_SELECTED EXTRACT_
# # # #
My wife and I are dating and taking it slow/casually. Every day I want to rush it and just be back together and living together. If I press the issue she reminds me she and I have to stay in the present. It's a f**king ROUGH place to be but the growth and change is there, it's just slow and I'm very used to pursuing a path of least resistance. Now I'm swimming against the current towards and uncertain end. @bxh has to realize that's what he is up against as well, but that he's not without control and options


----------



## NoMoreTears4me (Oct 21, 2015)

Well my wife is gone. She filed for divorce, gave me all kinds of excuses how it was my fault and I have not found out she was cheating.

I don't want her back. Could never trust her again. She is living it up I guess with her new boyfriend. I have the kids for 3 weeks while she is "taking a vacation". 

I wish there was a way for us to piece this all back together and work it out. But its a lost cause. Aint never gonna happen. It hurts more than anything in the world.


----------



## Popcorn2015 (Sep 10, 2015)

bxh said:


> Until 2 weeks ago, we both has too much to drink, and I started to talk about having children (I want them) and she stated that she did not think she did anymore (She did want them alot 3 years ago)


Your post has more red flags than the May day parade in Stalingrad, but this was the worst. She doesn't want kids *with you*.

End it.


----------



## survive_to_die (Oct 21, 2015)

Popcorn2015 said:


> Your post has more red flags than the May day parade in Stalingrad, but this was the worst. She doesn't want kids *with you*.
> 
> End it.
# # # #
_RECORDS_
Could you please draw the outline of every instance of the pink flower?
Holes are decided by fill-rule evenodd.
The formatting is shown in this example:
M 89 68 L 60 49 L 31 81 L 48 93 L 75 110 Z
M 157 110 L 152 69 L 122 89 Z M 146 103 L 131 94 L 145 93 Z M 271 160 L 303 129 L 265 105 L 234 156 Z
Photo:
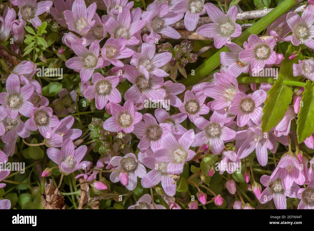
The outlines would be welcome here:
M 169 75 L 160 68 L 170 61 L 172 55 L 169 52 L 155 54 L 155 50 L 154 44 L 143 43 L 141 53 L 134 53 L 130 62 L 148 79 L 150 74 L 158 77 L 166 77 Z
M 127 100 L 123 106 L 113 103 L 110 106 L 110 111 L 112 116 L 106 120 L 103 125 L 104 129 L 107 131 L 123 130 L 130 133 L 133 131 L 134 125 L 142 120 L 142 114 L 135 111 L 134 104 L 131 100 Z
M 279 178 L 271 180 L 270 178 L 265 175 L 261 178 L 261 183 L 267 187 L 261 195 L 259 202 L 262 204 L 265 204 L 273 199 L 277 209 L 286 209 L 287 197 L 296 198 L 300 187 L 293 183 L 291 187 L 285 190 L 281 179 Z
M 126 6 L 131 9 L 134 4 L 132 1 L 127 2 L 127 0 L 104 0 L 107 7 L 107 14 L 116 19 L 120 11 L 124 6 Z
M 40 26 L 41 21 L 38 16 L 45 12 L 47 7 L 51 8 L 52 2 L 50 1 L 41 1 L 36 3 L 33 0 L 17 0 L 16 3 L 19 10 L 19 19 L 21 22 L 29 22 L 35 28 Z
M 68 175 L 76 170 L 86 169 L 91 165 L 89 161 L 82 161 L 86 154 L 87 147 L 83 145 L 74 149 L 75 146 L 71 139 L 67 139 L 61 147 L 61 151 L 56 148 L 49 148 L 47 154 L 49 158 L 59 165 L 60 172 Z
M 105 78 L 99 73 L 95 73 L 92 76 L 93 85 L 87 87 L 84 97 L 86 99 L 95 98 L 96 107 L 99 110 L 105 107 L 108 100 L 119 103 L 121 100 L 121 94 L 116 87 L 119 80 L 115 75 Z
M 9 37 L 11 31 L 11 25 L 16 18 L 15 10 L 13 8 L 10 9 L 8 7 L 6 8 L 2 16 L 0 15 L 0 41 L 2 41 Z M 14 41 L 17 42 L 14 39 Z
M 84 45 L 85 47 L 94 42 L 99 43 L 107 36 L 105 24 L 102 23 L 98 14 L 94 14 L 93 19 L 95 21 L 94 25 L 88 31 L 88 33 L 80 40 L 80 41 L 82 42 L 81 43 L 84 43 Z
M 194 119 L 195 125 L 202 131 L 195 135 L 192 146 L 196 147 L 208 142 L 213 153 L 217 155 L 225 148 L 225 141 L 234 138 L 236 132 L 225 126 L 227 114 L 223 109 L 216 110 L 210 121 L 198 116 Z
M 154 207 L 152 203 L 152 197 L 149 194 L 143 195 L 134 205 L 131 205 L 128 209 L 154 209 Z M 161 205 L 155 204 L 156 209 L 165 209 L 166 208 Z
M 290 189 L 294 182 L 302 185 L 305 181 L 302 168 L 296 157 L 292 152 L 287 152 L 282 157 L 270 180 L 273 181 L 281 178 L 283 187 L 285 190 Z
M 191 91 L 187 91 L 184 94 L 184 101 L 179 109 L 181 112 L 187 113 L 191 122 L 193 122 L 197 117 L 209 112 L 209 109 L 204 104 L 205 99 L 206 96 L 203 93 L 194 95 Z
M 221 206 L 222 203 L 224 203 L 224 198 L 221 197 L 220 194 L 216 195 L 212 200 L 214 200 L 214 203 L 215 205 L 219 206 Z
M 38 129 L 45 138 L 50 136 L 51 135 L 51 128 L 57 126 L 59 122 L 57 116 L 52 115 L 52 108 L 44 106 L 34 108 L 31 112 L 30 117 L 25 122 L 26 128 L 31 131 Z
M 103 15 L 102 21 L 111 38 L 124 37 L 127 39 L 127 45 L 137 45 L 139 40 L 134 36 L 144 27 L 145 21 L 138 18 L 132 21 L 133 19 L 127 7 L 123 7 L 121 11 L 118 14 L 116 20 L 109 15 Z
M 276 44 L 276 40 L 268 38 L 263 40 L 255 35 L 252 35 L 247 40 L 249 48 L 240 52 L 239 58 L 251 63 L 252 71 L 257 74 L 258 70 L 267 64 L 272 65 L 276 62 L 277 56 L 273 48 Z
M 11 201 L 9 200 L 0 200 L 0 209 L 10 209 L 11 208 Z
M 160 89 L 164 83 L 162 77 L 150 76 L 146 79 L 133 66 L 127 68 L 125 75 L 127 80 L 133 85 L 124 94 L 127 100 L 131 100 L 135 102 L 142 97 L 157 102 L 164 98 L 165 91 Z
M 262 90 L 247 95 L 242 92 L 236 94 L 231 102 L 229 112 L 237 115 L 238 126 L 243 127 L 250 119 L 256 124 L 260 124 L 263 110 L 260 105 L 267 96 L 266 92 Z
M 287 15 L 287 22 L 292 31 L 292 35 L 287 37 L 295 46 L 304 44 L 310 48 L 314 48 L 314 6 L 306 7 L 300 16 L 294 12 L 290 12 Z
M 151 147 L 153 151 L 155 151 L 162 148 L 162 135 L 173 133 L 174 128 L 170 124 L 158 124 L 155 118 L 149 113 L 144 114 L 143 118 L 143 121 L 135 124 L 133 133 L 141 140 L 138 144 L 140 149 L 145 150 Z
M 184 0 L 178 3 L 173 8 L 173 12 L 179 14 L 185 13 L 184 25 L 188 30 L 195 30 L 200 15 L 205 13 L 204 0 Z
M 266 35 L 273 36 L 278 42 L 289 41 L 290 39 L 285 37 L 291 32 L 291 29 L 287 23 L 287 15 L 284 14 L 267 27 Z
M 231 42 L 230 44 L 227 43 L 225 46 L 229 48 L 231 52 L 223 52 L 219 53 L 221 64 L 228 67 L 225 75 L 228 76 L 230 75 L 236 78 L 242 73 L 248 72 L 250 69 L 250 63 L 240 58 L 239 56 L 240 52 L 249 48 L 247 43 L 244 42 L 243 44 L 244 49 L 233 42 Z
M 314 180 L 311 181 L 306 188 L 299 190 L 298 198 L 301 199 L 298 209 L 314 209 Z
M 106 190 L 108 188 L 107 186 L 102 182 L 95 180 L 90 184 L 91 186 L 97 190 Z
M 124 65 L 119 59 L 131 57 L 134 53 L 134 51 L 125 47 L 127 41 L 127 39 L 123 37 L 110 38 L 106 41 L 101 48 L 101 56 L 105 60 L 103 66 L 109 66 L 110 63 L 118 67 Z
M 174 128 L 174 135 L 182 135 L 187 131 L 187 129 L 180 124 L 187 117 L 185 113 L 178 113 L 170 116 L 165 110 L 163 108 L 157 108 L 155 111 L 155 117 L 158 123 L 168 123 L 172 125 Z
M 233 173 L 241 166 L 241 160 L 238 158 L 236 153 L 233 151 L 223 151 L 222 158 L 217 165 L 219 173 L 222 174 L 225 171 L 229 174 Z
M 119 174 L 119 179 L 121 183 L 125 186 L 129 184 L 129 175 L 126 172 L 120 173 Z
M 314 80 L 314 58 L 313 58 L 303 60 L 299 59 L 299 64 L 293 63 L 293 76 L 302 75 L 308 80 Z
M 136 156 L 133 153 L 127 154 L 124 157 L 114 157 L 110 161 L 110 163 L 114 166 L 116 166 L 115 169 L 123 170 L 129 175 L 129 184 L 126 185 L 127 188 L 130 191 L 134 190 L 137 184 L 137 177 L 143 177 L 146 174 L 146 169 L 142 164 L 138 161 Z M 120 172 L 115 171 L 110 174 L 110 180 L 114 183 L 120 180 L 118 174 Z
M 227 181 L 225 185 L 228 191 L 232 194 L 236 193 L 236 181 L 233 179 L 229 179 Z
M 197 209 L 198 204 L 197 201 L 191 201 L 189 202 L 189 209 Z
M 196 30 L 196 32 L 202 36 L 214 38 L 216 48 L 221 48 L 231 38 L 241 34 L 241 26 L 236 22 L 238 15 L 238 8 L 236 6 L 229 9 L 227 15 L 212 3 L 206 3 L 205 8 L 214 23 L 201 26 Z
M 168 173 L 169 163 L 158 160 L 153 156 L 144 157 L 142 162 L 145 166 L 152 170 L 142 179 L 141 184 L 143 188 L 151 188 L 161 181 L 161 186 L 167 195 L 171 196 L 174 196 L 176 190 L 176 183 Z
M 162 135 L 162 148 L 157 150 L 154 156 L 158 160 L 169 163 L 167 169 L 168 173 L 180 174 L 183 171 L 185 162 L 194 157 L 195 152 L 189 149 L 194 140 L 193 134 L 194 131 L 191 129 L 183 134 L 178 140 L 170 133 Z
M 207 201 L 207 195 L 203 191 L 200 191 L 196 194 L 198 199 L 203 205 L 206 205 Z
M 0 104 L 6 107 L 8 117 L 14 119 L 20 113 L 30 117 L 31 111 L 34 108 L 33 104 L 28 101 L 34 91 L 30 84 L 20 87 L 20 81 L 16 74 L 9 76 L 6 83 L 7 92 L 0 93 Z
M 161 3 L 154 11 L 144 11 L 142 18 L 146 22 L 146 28 L 151 33 L 161 34 L 169 38 L 179 39 L 181 36 L 169 25 L 176 22 L 183 18 L 183 12 L 177 14 L 169 11 L 169 7 L 165 3 Z
M 64 13 L 69 30 L 82 36 L 86 34 L 95 24 L 92 19 L 97 7 L 96 3 L 93 3 L 86 8 L 84 0 L 75 0 L 72 10 L 67 10 Z
M 99 68 L 102 65 L 103 60 L 99 57 L 100 50 L 99 44 L 94 42 L 90 45 L 88 50 L 81 43 L 76 42 L 72 43 L 71 46 L 78 56 L 68 59 L 65 62 L 65 65 L 68 68 L 79 72 L 82 81 L 87 81 L 90 78 L 95 69 Z
M 64 18 L 64 11 L 67 10 L 71 10 L 73 0 L 54 0 L 53 6 L 50 9 L 50 14 L 53 19 L 58 23 L 62 27 L 67 28 L 68 25 Z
# # # #
_ABOUT THIS EXERCISE_
Carry the forum thread on marriage trouble forward from its final line. The records are separate material and have no connection to the forum thread on marriage trouble.

_WRITTEN ANSWER_
Well if he's not living up to his end of things and being a weak man, why would a woman want to have kids with him? Just because a woman means it in the moment, doesn't mean she means it forever. IMO that's a topic best had without the influence of alcohol, and again, they have to be mature and sober enough to explain the "whys" of their feelings and choices. Maybe she feels he wouldn't give them the love and strength a child deserves. Is that not a valid reason? Then it's up to him to prove his worth and keep communication open with her.


----------



## DanielleBennett (Oct 9, 2015)

This is hard to say. Maybe space will be enough for you too because you guys fight a lot. Time apart may help with that. If that won't work then don't beg for her to come back. Just simply tell her that you would like for her to come back and work on it and leave it at that.


----------



## BetrayedDad (Aug 8, 2013)

NoMoreTears4me said:


> She is living it up I guess with her new boyfriend. I have the kids for 3 weeks while she is "taking a vacation".


This isn't a "new" boyfriend. He's been around quite a while now. He's only new to you.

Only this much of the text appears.